## PROBLEM REQUIREMENTS
Check every line of the material for the word "tally". Copy those that have it.

## INPUT FOR THIS TASK

※ ※ ※

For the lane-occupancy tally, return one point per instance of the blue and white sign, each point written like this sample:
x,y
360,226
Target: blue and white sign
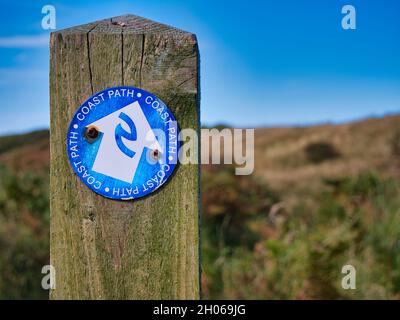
x,y
123,143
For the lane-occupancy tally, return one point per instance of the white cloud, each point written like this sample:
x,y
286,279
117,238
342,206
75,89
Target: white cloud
x,y
35,41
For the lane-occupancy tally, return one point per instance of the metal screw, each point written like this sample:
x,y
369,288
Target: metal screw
x,y
91,133
155,154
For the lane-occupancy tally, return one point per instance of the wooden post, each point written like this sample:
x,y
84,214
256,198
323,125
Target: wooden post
x,y
105,249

※ ※ ※

## EXERCISE RESULT
For the lane-occupancy tally, return one point per instance of the blue and white sign, each point written like this sample:
For the lane-occupancy tally, return one point per instance of the white cloud, each point written like this sample:
For the lane-occupancy tally, return one point per instance of the metal screw, each point written like this sample:
For the lane-occupancy tally, return one point per instance of the wooden post, each point written like this sample:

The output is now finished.